Point annotation dataset records
-------

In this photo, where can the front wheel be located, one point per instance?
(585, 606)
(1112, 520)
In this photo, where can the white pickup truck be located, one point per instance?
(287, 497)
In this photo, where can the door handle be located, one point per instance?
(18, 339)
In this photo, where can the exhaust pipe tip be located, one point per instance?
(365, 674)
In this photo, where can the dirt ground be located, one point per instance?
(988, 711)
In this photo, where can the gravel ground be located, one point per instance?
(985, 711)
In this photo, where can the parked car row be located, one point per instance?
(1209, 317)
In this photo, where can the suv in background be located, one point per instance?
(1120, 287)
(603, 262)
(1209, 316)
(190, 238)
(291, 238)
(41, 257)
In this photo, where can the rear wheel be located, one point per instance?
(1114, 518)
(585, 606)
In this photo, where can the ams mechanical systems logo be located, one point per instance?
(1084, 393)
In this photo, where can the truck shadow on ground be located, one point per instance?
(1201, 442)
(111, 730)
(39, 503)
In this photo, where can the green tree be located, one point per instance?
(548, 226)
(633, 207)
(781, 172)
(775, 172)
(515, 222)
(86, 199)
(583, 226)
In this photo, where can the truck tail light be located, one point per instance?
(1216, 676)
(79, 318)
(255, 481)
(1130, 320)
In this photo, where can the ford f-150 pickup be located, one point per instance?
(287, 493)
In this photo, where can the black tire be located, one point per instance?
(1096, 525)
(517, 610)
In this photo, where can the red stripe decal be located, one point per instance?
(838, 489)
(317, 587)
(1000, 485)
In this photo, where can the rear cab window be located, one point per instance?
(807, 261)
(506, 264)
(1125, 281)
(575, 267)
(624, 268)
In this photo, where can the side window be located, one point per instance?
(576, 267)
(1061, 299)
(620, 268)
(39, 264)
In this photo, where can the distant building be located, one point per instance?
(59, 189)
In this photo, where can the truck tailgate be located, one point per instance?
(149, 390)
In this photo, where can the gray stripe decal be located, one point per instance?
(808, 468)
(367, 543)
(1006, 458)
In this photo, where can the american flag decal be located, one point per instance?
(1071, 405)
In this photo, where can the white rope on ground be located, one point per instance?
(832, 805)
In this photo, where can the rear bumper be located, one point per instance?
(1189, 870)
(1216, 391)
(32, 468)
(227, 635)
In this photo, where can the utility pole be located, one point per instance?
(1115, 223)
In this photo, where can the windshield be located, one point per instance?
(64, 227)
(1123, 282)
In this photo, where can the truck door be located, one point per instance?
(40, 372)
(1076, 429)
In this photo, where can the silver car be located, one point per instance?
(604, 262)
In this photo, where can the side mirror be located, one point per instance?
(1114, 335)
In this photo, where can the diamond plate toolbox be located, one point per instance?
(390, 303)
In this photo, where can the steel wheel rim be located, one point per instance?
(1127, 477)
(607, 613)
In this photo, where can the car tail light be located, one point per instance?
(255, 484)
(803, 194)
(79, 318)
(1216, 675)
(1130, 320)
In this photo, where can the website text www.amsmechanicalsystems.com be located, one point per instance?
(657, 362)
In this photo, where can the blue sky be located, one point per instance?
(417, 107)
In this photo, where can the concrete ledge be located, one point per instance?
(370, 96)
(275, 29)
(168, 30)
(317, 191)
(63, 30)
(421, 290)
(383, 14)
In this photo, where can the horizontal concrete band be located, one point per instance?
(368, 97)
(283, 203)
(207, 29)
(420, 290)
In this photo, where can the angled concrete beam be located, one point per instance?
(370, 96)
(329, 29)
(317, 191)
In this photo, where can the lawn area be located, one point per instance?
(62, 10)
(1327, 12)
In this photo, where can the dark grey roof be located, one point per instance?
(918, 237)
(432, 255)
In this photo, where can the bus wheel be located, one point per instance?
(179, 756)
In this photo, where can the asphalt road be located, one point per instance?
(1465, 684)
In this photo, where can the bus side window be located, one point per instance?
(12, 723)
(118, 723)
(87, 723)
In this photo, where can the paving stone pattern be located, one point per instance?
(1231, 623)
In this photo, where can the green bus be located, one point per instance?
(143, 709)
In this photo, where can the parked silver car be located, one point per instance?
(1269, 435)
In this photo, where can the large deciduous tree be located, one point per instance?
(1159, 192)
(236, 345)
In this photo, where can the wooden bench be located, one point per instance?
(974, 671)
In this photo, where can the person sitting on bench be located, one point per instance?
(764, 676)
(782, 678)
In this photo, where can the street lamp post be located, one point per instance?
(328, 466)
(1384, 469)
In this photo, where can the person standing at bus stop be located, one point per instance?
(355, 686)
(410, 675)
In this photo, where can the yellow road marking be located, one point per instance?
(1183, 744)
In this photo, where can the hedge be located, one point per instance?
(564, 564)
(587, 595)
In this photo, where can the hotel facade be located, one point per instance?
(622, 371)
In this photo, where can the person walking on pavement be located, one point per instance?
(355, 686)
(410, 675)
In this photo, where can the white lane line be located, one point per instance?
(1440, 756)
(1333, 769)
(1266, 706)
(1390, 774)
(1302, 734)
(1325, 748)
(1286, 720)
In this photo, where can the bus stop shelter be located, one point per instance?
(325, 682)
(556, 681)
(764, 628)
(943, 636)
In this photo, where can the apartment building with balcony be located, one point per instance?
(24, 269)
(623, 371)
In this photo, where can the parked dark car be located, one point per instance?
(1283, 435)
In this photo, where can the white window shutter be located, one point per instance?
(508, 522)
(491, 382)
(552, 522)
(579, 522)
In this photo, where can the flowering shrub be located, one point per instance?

-------

Write the entire listing out again, word for word.

• _Result of this task_
In this photo, where can the front wheel be located, one point per instance?
(585, 606)
(1112, 520)
In this photo, where can the white pickup truck be located, one point per instance?
(287, 497)
In this photo, where can the door handle be located, one point per instance?
(18, 339)
In this photo, where can the exhaust pipe tip be located, one point per instance?
(365, 674)
In this photo, where can the dirt ground be located, one point per instance?
(988, 711)
In this photo, where can the gravel ground be located, one point per instance?
(985, 711)
In this photo, where can the parked car row be located, one point per instance?
(1209, 317)
In this photo, where can the suv in background be located, one point per instance?
(1120, 287)
(603, 262)
(1209, 316)
(190, 238)
(291, 238)
(41, 257)
In this photo, where can the rear wheel be located, one point per instance?
(1114, 518)
(585, 606)
In this photo, where can the ams mechanical systems logo be located, one point per instance?
(1084, 393)
In this photo, where can the truck shadow on ground be located, one point per instance?
(1201, 442)
(111, 730)
(39, 503)
In this photo, where can the green tree be located, one point per instance?
(548, 226)
(633, 207)
(781, 172)
(775, 172)
(515, 222)
(86, 199)
(583, 226)
In this photo, where can the truck tail light be located, one point per instance?
(1216, 676)
(79, 318)
(255, 481)
(1130, 320)
In this photo, where can the ford f-150 pickup be located, one point per instance?
(287, 493)
In this photo, where can the black tire be located, one point per instance?
(1096, 525)
(517, 610)
In this photo, where can the red stripe decal be located, one point per instance?
(838, 489)
(317, 587)
(1000, 485)
In this photo, where can the rear cab window be located, one point per instance?
(807, 261)
(506, 264)
(1125, 281)
(575, 267)
(624, 268)
In this photo, where can the side window be located, one point per instance?
(576, 267)
(1061, 299)
(620, 268)
(39, 264)
In this photo, where can the distant building be located, one point per instance?
(59, 189)
In this photo, where can the truck tailgate be located, one point per instance?
(149, 390)
In this photo, where can the gray stripe decal be located, one point per instance?
(808, 468)
(367, 543)
(1006, 458)
In this photo, where can the american flag decal be located, one point per instance?
(1071, 405)
In this photo, where can the white rope on ground be located, one point per instance?
(832, 805)
In this photo, where can the rear bumper be located, one point per instance?
(1189, 870)
(1216, 391)
(32, 468)
(227, 635)
In this photo, where can the utility pole be located, one point per instance?
(1115, 223)
In this photo, where can the windshield be located, one point per instance?
(64, 227)
(1123, 282)
In this photo, where can the truck door be located, one point per instance?
(40, 372)
(1076, 429)
In this photo, where can the silver car be located, one point per instance?
(604, 262)
In this photo, where can the side mirror be located, one point per instance?
(1114, 335)
In this photo, where can the diamond plate toolbox be located, one point per instance?
(390, 303)
In this photo, where can the steel wheel rim be located, one point per instance?
(1127, 477)
(607, 613)
In this photo, where can the car tail light be located, one point per instance?
(255, 484)
(803, 194)
(79, 318)
(1216, 675)
(1130, 320)
In this photo, where can the website text www.amsmechanicalsystems.com be located, one point per instance?
(657, 362)
In this photo, where can the blue sky be located, one point per instance?
(417, 107)
In this photo, where can the concrete ledge be located, one point per instance?
(370, 96)
(275, 29)
(168, 30)
(317, 191)
(63, 30)
(421, 290)
(383, 14)
In this photo, where can the horizontal concrete band be located, one point per instance?
(368, 97)
(283, 203)
(207, 29)
(420, 290)
In this photo, where can the angled concrete beam be located, one point per instance?
(370, 96)
(329, 29)
(317, 191)
In this photo, where can the lawn area be located, one point per instance?
(62, 10)
(1327, 12)
In this photo, where can the dark grey roof be located, one point per instance?
(918, 237)
(432, 255)
In this photo, where can the bus wheel be located, one point per instance?
(179, 756)
In this photo, where can the asphalt road be located, one point per instance?
(1465, 684)
In this photo, where can the bus side window be located, one point per instance?
(12, 723)
(118, 723)
(87, 723)
In this photo, where can the paving stone pattern be located, one point per instance?
(1231, 623)
In this photo, where can the green bus be located, one point per instance?
(143, 709)
In this photo, where can the parked silver car be located, one point per instance?
(1269, 435)
In this photo, where can the large deciduous tree be located, one point per instance?
(1159, 192)
(236, 345)
In this photo, where can the wooden bench be located, one point per instance?
(974, 671)
In this photo, where can the person sitting on bench be located, one point per instance?
(764, 676)
(782, 678)
In this photo, where can the street lamp post be located, one point per instance?
(328, 466)
(1384, 469)
In this photo, where can the person standing at bus stop be located, one point per instance?
(355, 686)
(410, 675)
In this photo, where can the yellow road marking be located, one point per instance?
(1183, 744)
In this photo, where can the hedge be located, one point per instance?
(564, 564)
(587, 595)
In this photo, where can the hotel facade be located, one point per instance?
(622, 371)
In this photo, where can the person walking on pavement be located, one point per instance?
(355, 686)
(410, 675)
In this photo, where can the white lane line be located, one point per instance?
(1440, 756)
(1333, 769)
(1266, 706)
(1390, 774)
(1302, 734)
(1325, 748)
(1286, 720)
In this photo, where can the bus stop shelter be located, one point per instance?
(325, 682)
(556, 681)
(764, 628)
(943, 636)
In this photo, where can the apartment building with balcony be located, one point per instance?
(24, 269)
(623, 371)
In this photo, where can the parked dark car be located, one point per instance?
(1283, 435)
In this photo, where can the white window shutter be located, one point per instance?
(508, 522)
(491, 382)
(552, 522)
(579, 522)
In this photo, where can the flowering shrub be located, one point per instance?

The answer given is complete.